[READING TEXT]

Unix-like, desktop-oriented operating system

TrueOS (formerly PC-BSD or PCBSD) is a discontinued Unix-like, server-oriented operating system built upon the most recent releases of FreeBSD-CURRENT.

Up to 2018, it aimed to be easy to install by using a graphical installation program, and easy and ready-to-use immediately by providing KDE SC, Lumina, LXDE, MATE, or Xfce as the desktop environment. In June 2018, the developers announced that since TrueOS had become the core OS to provide a basis for other projects, the graphical installer had been removed. Graphical end-user-oriented OSes formerly based on TrueOS were GhostBSD and Trident. TrueOS provided official binary Nvidia and Intel drivers for hardware acceleration and an optional 3D desktop interface through KWin, and Wine is ready-to-use for running Microsoft Windows software. TrueOS was also able to run Linux software in addition to FreeBSD Ports collection and it had its own .txz package manager. TrueOS supported OpenZFS and the installer offered disk encryption with geli.

Development of TrueOS ended in 2020.

== History ==
TrueOS was founded by FreeBSD professional Kris Moore in early 2005 as PC-BSD. In August 2006 it was voted the most beginner-friendly operating system by OSWeekly.com.

The first beta of the PC-BSD consisted of only a GUI installer to get the user up and running with a FreeBSD 6 system with KDE3 pre-configured. This was a major innovation for the time as anyone wishing to install FreeBSD would have to manually tweak and run through a text installer. Kris Moore's goal was to make FreeBSD easy for everyone to use on the desktop and has since diverged even more in the direction of usability by including additional GUI administration tools and .pbi application installers. PC-BSD's application installer management involved a different approach to installing software than many other Unix-like operating systems, up to and including version 8.2, by means of the pbiDIR website. Instead of using the FreeBSD Ports tree directly (although it remained available), PC-BSD used files with the .pbi filename extension (Push Button Installer) which, when double-clicked, brought up an installation wizard program. An autobuild system tracked the FreeBSD ports collection and generated new .pbi files daily. All software packages and dependencies were installed from inside of the .pbi files into their own self-contained directories in /Programs. This convention was aimed to decrease confusion about where binary programs reside, and to remove the possibility of a package breaking if system libraries are upgraded or changed, and to prevent dependency hell.

[/READING TEXT]
[DATA SHOWN]

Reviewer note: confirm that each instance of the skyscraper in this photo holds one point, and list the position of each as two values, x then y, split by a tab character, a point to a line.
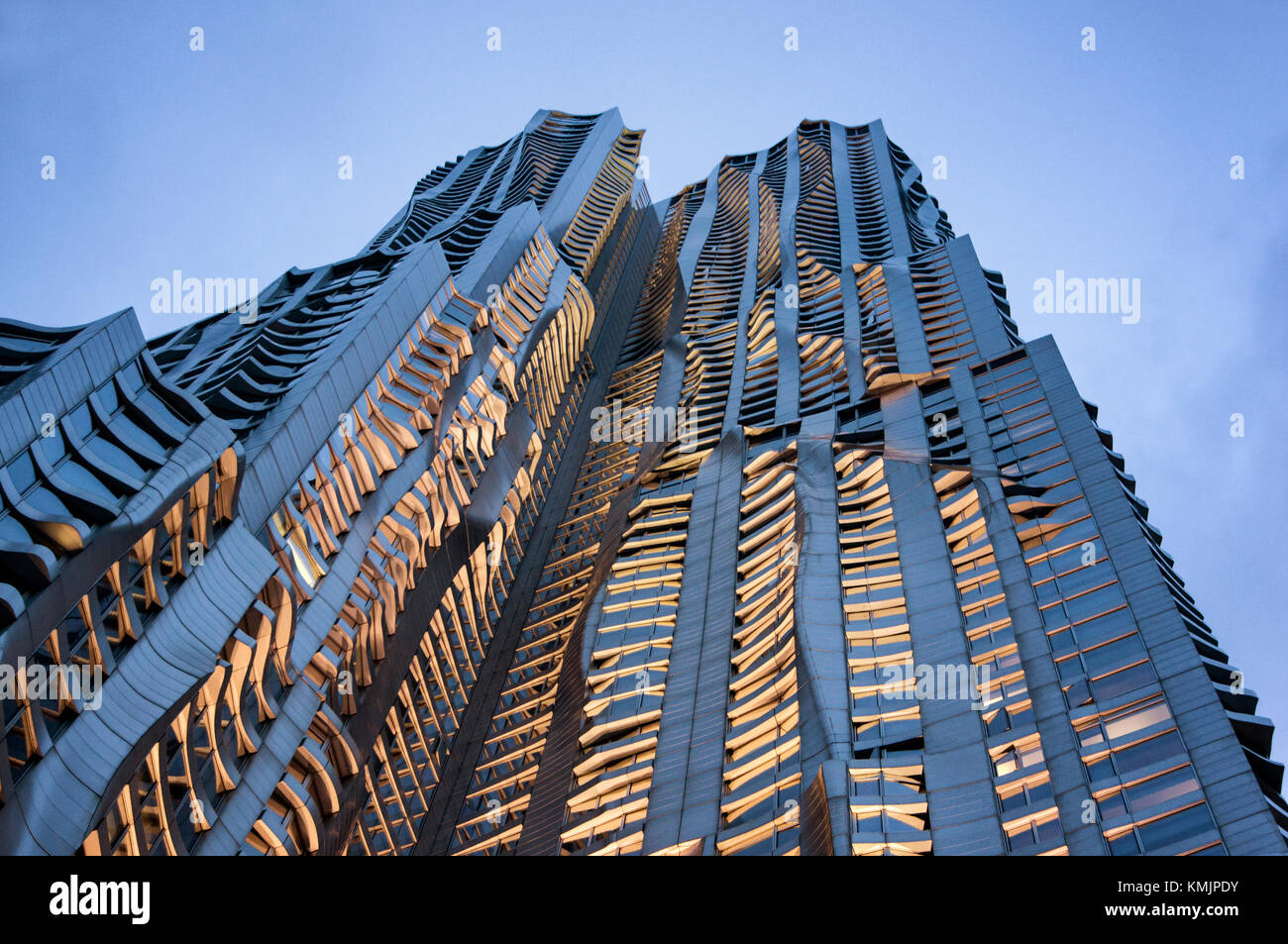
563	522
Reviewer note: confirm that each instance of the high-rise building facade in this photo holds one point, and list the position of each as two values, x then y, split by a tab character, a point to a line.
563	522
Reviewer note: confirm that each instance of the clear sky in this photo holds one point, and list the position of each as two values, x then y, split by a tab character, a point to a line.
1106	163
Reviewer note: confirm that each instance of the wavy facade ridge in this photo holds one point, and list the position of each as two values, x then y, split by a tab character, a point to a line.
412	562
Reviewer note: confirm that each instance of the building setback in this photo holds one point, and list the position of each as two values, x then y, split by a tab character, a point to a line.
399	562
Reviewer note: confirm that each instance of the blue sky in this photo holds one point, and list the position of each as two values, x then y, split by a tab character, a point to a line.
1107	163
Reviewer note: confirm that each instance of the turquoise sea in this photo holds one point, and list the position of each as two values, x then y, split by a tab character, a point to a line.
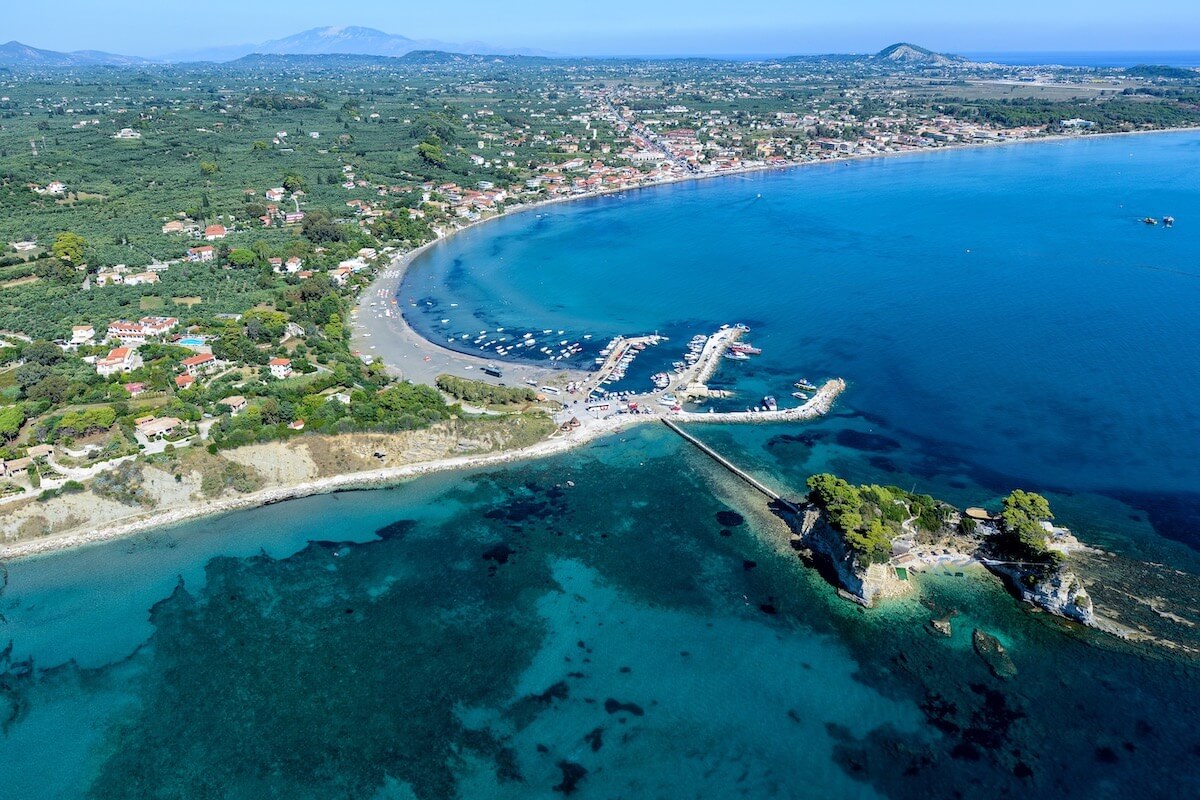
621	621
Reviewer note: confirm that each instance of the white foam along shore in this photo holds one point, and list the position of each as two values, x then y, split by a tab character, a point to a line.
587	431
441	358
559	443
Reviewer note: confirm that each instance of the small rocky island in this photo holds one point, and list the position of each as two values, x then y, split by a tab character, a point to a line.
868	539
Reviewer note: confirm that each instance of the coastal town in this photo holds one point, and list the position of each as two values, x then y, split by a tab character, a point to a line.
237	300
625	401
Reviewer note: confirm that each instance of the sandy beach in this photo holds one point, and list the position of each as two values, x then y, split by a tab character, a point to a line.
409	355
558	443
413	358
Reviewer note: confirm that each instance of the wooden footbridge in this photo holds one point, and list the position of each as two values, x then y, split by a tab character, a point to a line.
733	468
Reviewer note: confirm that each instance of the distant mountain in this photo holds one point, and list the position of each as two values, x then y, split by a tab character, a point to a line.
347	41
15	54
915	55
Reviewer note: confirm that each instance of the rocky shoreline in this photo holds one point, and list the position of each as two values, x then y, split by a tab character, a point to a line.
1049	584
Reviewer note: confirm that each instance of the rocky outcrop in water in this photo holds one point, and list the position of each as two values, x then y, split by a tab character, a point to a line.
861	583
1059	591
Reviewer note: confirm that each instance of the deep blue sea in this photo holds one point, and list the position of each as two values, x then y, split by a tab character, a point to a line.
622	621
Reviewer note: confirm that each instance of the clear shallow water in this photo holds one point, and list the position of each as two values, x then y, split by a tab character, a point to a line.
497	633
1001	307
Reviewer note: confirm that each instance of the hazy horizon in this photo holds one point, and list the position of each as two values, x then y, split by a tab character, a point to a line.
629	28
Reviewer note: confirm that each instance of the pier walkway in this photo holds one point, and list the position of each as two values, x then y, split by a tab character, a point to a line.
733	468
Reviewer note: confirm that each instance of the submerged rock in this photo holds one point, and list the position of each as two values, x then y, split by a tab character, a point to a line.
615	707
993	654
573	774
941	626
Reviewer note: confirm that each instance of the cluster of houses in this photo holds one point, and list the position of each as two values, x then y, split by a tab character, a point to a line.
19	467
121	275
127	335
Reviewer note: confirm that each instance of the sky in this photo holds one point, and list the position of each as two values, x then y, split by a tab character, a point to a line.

[/DATA SHOWN]

Quote everything in the TrueOS text from "Development of TrueOS" down to "system by OSWeekly.com.". These rows come from a different source than the text about TrueOS.

Development of TrueOS ended in 2020.

== History ==
TrueOS was founded by FreeBSD professional Kris Moore in early 2005 as PC-BSD. In August 2006 it was voted the most beginner-friendly operating system by OSWeekly.com.